Substitute "rectangular pane" for "rectangular window" and write out the material from its beginning through the line containing "[[[52,72],[52,68],[51,67],[48,67],[48,72],[51,73]]]", changing nothing else. Omit the pictures.

BEGIN SUPPLIED INFORMATION

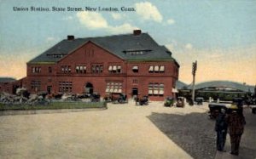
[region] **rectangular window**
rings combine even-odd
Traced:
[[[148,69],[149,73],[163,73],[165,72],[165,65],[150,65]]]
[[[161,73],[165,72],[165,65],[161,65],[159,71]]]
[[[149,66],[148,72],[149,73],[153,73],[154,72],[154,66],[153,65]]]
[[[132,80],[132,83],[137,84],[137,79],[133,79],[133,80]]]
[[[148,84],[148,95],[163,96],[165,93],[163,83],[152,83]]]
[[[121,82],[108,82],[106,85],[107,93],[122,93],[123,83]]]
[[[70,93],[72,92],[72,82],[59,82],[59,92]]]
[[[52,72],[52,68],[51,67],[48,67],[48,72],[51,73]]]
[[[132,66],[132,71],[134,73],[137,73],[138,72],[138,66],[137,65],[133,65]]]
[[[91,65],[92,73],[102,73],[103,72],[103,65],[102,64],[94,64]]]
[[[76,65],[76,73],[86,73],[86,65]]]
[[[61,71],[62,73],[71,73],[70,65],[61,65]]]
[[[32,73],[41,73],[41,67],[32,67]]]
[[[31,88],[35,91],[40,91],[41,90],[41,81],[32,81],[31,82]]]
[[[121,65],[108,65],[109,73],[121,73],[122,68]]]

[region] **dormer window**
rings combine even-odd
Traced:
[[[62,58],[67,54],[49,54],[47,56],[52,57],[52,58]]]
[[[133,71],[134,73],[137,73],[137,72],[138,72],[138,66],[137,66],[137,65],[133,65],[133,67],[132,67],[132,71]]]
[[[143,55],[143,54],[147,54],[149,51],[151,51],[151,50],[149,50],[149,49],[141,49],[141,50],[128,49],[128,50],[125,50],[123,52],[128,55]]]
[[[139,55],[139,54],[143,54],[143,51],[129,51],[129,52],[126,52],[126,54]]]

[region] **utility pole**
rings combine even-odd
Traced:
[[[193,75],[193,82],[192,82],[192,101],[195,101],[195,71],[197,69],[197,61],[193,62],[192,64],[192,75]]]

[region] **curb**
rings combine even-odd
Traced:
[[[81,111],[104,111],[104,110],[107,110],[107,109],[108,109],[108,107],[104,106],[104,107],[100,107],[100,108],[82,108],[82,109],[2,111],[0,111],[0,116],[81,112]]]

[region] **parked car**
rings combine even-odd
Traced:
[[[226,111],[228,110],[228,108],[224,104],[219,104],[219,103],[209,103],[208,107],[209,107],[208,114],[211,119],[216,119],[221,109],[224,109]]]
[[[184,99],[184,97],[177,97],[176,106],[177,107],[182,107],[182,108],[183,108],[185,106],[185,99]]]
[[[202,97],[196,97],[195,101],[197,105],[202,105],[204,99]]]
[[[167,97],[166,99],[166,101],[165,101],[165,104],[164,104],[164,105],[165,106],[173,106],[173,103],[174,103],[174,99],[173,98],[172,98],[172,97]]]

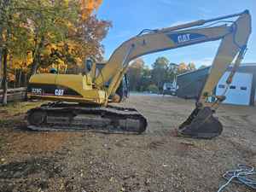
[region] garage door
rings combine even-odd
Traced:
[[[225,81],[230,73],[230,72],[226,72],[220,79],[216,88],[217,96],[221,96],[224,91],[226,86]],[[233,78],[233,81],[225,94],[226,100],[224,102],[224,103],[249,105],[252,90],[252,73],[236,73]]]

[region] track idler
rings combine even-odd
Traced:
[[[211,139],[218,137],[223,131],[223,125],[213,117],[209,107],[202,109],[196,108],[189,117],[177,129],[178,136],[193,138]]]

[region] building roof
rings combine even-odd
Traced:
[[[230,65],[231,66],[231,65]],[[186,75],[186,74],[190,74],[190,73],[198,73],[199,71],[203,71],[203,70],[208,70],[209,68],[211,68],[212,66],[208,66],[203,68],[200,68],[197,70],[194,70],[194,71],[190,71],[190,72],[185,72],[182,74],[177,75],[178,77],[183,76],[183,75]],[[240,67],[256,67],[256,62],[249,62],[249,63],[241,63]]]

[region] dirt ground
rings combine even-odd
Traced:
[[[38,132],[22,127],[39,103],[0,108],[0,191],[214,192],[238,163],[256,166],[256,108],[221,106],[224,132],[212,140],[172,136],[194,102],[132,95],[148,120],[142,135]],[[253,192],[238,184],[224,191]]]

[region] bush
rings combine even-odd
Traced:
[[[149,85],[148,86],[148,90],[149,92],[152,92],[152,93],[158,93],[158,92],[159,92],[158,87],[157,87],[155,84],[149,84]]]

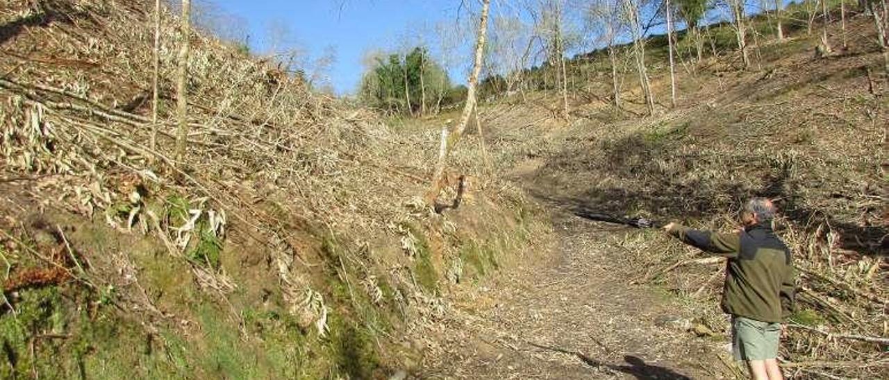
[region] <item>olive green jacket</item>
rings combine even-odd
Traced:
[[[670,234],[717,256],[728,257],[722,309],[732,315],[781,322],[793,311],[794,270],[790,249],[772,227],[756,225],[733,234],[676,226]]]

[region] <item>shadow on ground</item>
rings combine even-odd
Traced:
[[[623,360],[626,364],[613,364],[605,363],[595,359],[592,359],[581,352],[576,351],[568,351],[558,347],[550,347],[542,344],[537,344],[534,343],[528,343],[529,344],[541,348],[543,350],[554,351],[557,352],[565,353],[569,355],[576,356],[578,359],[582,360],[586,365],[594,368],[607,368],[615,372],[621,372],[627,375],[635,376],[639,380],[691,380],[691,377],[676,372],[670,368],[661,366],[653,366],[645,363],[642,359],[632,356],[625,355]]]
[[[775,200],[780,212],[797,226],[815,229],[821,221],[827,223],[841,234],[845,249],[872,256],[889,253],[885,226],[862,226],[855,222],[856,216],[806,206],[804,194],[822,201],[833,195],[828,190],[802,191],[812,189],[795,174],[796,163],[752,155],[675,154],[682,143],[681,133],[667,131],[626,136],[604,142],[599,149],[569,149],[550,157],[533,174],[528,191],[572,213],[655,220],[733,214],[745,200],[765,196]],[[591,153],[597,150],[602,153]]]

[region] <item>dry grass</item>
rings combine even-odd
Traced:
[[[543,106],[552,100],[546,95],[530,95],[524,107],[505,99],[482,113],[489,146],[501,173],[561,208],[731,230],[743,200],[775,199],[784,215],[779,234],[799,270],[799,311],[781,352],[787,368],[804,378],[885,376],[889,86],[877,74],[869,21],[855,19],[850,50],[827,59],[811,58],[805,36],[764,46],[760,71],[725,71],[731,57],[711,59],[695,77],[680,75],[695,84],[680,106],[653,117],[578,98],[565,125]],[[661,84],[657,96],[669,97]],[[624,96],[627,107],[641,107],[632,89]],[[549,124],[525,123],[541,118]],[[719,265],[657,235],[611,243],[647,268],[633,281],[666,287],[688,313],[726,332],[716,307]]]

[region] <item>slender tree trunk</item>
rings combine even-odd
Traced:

END SUPPLIED INFORMATION

### TASK SOLUTION
[region] **rectangular pane**
rings combine even-odd
Traced:
[[[148,69],[149,73],[163,73],[165,72],[165,65],[150,65]]]
[[[161,73],[165,72],[165,65],[161,65],[159,71]]]
[[[149,66],[148,72],[149,73],[153,73],[154,72],[154,66],[153,65]]]
[[[132,80],[132,83],[137,84],[137,79],[133,79],[133,80]]]
[[[148,84],[148,95],[163,96],[165,93],[163,83],[152,83]]]
[[[121,82],[108,82],[106,85],[107,93],[122,93],[123,83]]]
[[[70,93],[72,92],[72,82],[59,82],[59,92]]]
[[[52,72],[52,68],[51,67],[48,67],[48,72],[51,73]]]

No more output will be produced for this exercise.